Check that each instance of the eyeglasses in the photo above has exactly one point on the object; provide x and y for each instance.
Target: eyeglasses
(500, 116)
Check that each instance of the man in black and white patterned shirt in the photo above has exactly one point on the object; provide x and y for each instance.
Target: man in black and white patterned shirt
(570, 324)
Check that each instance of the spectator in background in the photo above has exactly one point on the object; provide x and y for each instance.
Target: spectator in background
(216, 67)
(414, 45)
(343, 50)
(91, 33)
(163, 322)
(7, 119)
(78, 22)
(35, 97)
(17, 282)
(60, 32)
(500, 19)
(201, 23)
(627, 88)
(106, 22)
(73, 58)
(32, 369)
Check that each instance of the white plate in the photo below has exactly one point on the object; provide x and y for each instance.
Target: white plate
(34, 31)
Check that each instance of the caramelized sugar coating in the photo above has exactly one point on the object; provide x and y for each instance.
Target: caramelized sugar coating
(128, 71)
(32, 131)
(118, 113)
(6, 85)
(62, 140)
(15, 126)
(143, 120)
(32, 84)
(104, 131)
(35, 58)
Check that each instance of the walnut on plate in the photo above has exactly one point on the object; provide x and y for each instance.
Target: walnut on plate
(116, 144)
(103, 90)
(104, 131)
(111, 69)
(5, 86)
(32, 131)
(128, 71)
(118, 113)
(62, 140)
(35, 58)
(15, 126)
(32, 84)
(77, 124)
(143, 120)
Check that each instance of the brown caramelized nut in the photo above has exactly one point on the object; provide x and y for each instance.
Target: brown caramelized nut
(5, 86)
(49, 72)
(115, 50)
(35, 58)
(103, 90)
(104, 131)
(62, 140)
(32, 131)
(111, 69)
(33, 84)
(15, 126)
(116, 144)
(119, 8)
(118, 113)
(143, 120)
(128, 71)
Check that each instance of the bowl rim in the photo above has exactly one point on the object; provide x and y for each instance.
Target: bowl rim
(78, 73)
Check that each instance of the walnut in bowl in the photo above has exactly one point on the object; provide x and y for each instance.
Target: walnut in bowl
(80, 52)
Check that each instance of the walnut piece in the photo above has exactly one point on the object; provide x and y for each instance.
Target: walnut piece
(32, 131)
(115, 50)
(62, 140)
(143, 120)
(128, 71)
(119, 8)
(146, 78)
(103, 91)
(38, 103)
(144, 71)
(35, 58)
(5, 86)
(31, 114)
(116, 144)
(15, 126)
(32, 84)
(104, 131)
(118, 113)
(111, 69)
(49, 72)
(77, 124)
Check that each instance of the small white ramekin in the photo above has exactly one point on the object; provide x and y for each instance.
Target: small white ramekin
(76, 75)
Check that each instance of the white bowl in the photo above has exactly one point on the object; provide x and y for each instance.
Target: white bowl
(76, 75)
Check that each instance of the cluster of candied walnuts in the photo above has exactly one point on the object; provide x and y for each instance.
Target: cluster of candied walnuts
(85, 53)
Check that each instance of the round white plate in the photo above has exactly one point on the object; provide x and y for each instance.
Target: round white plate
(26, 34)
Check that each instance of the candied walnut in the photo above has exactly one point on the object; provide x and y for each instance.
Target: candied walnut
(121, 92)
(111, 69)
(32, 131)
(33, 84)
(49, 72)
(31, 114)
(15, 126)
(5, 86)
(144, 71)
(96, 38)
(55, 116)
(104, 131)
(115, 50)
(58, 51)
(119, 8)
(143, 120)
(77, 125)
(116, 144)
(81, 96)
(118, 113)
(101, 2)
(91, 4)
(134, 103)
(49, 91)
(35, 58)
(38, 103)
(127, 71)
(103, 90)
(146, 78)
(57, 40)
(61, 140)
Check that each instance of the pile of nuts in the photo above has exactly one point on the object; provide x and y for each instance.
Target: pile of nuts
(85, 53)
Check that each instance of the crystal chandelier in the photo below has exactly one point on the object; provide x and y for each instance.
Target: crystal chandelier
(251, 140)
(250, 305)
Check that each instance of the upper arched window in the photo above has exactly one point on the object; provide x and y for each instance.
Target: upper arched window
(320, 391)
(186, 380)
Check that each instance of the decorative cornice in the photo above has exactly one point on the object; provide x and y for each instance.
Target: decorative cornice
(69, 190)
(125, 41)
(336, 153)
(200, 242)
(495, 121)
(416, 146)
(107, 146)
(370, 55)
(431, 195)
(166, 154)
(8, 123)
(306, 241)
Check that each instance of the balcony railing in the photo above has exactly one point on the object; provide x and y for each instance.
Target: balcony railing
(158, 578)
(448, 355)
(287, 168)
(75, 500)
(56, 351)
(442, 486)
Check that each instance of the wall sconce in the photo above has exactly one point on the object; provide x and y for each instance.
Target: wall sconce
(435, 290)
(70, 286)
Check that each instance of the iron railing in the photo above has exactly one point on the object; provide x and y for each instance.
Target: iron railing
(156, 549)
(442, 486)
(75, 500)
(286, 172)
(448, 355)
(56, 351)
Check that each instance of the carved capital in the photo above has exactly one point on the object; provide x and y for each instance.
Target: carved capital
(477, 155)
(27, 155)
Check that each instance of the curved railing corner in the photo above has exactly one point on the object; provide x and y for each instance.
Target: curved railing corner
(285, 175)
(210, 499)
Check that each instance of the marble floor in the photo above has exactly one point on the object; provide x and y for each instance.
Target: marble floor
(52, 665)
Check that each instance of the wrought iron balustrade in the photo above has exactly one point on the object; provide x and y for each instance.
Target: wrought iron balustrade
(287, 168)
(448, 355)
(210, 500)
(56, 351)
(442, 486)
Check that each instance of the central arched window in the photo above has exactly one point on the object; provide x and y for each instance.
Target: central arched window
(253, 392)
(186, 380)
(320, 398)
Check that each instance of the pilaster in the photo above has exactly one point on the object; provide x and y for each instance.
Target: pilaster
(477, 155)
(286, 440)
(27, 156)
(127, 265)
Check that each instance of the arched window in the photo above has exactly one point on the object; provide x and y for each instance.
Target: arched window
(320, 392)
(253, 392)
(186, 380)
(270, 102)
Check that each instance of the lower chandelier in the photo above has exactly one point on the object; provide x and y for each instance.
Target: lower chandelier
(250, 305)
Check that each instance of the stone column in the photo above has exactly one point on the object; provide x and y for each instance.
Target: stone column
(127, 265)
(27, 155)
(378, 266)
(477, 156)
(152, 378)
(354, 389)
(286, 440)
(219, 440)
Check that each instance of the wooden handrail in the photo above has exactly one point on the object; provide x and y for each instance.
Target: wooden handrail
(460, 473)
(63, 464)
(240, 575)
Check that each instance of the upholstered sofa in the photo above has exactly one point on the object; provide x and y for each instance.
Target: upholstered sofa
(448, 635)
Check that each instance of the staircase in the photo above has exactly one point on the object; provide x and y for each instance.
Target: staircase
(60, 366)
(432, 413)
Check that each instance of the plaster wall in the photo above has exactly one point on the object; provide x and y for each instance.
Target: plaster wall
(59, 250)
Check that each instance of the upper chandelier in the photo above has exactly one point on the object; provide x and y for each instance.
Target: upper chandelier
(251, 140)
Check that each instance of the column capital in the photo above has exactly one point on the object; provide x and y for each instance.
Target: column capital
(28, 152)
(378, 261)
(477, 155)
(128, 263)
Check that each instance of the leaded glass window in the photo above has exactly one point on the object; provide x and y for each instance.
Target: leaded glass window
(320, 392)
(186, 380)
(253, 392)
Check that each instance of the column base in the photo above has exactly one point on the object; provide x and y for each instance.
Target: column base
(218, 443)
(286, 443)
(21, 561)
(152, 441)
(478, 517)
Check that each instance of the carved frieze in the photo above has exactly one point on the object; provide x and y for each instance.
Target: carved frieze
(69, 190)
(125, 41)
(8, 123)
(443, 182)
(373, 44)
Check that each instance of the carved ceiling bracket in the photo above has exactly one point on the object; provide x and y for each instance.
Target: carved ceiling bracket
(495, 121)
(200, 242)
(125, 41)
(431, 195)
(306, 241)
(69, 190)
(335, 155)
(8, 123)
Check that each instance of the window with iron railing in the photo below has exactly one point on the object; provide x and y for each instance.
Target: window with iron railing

* Problem details: Would you please copy, word for word, everything above from the line containing "Check that each instance of the plaster" down to the line containing "Check that each instance of the column capital", those two lines included?

* Solution for this problem:
Check that each instance of the plaster wall in the photo above has exactly one point on the object; provide x and y for each instance.
Target: plaster wall
(59, 250)
Check that each instance of the upper chandelier in the photo above has exactly one point on the object; provide x and y for each instance.
Target: upper chandelier
(251, 140)
Check that each instance of the column capital in the photo above has exactly one point on the object; provide x and y for each instance.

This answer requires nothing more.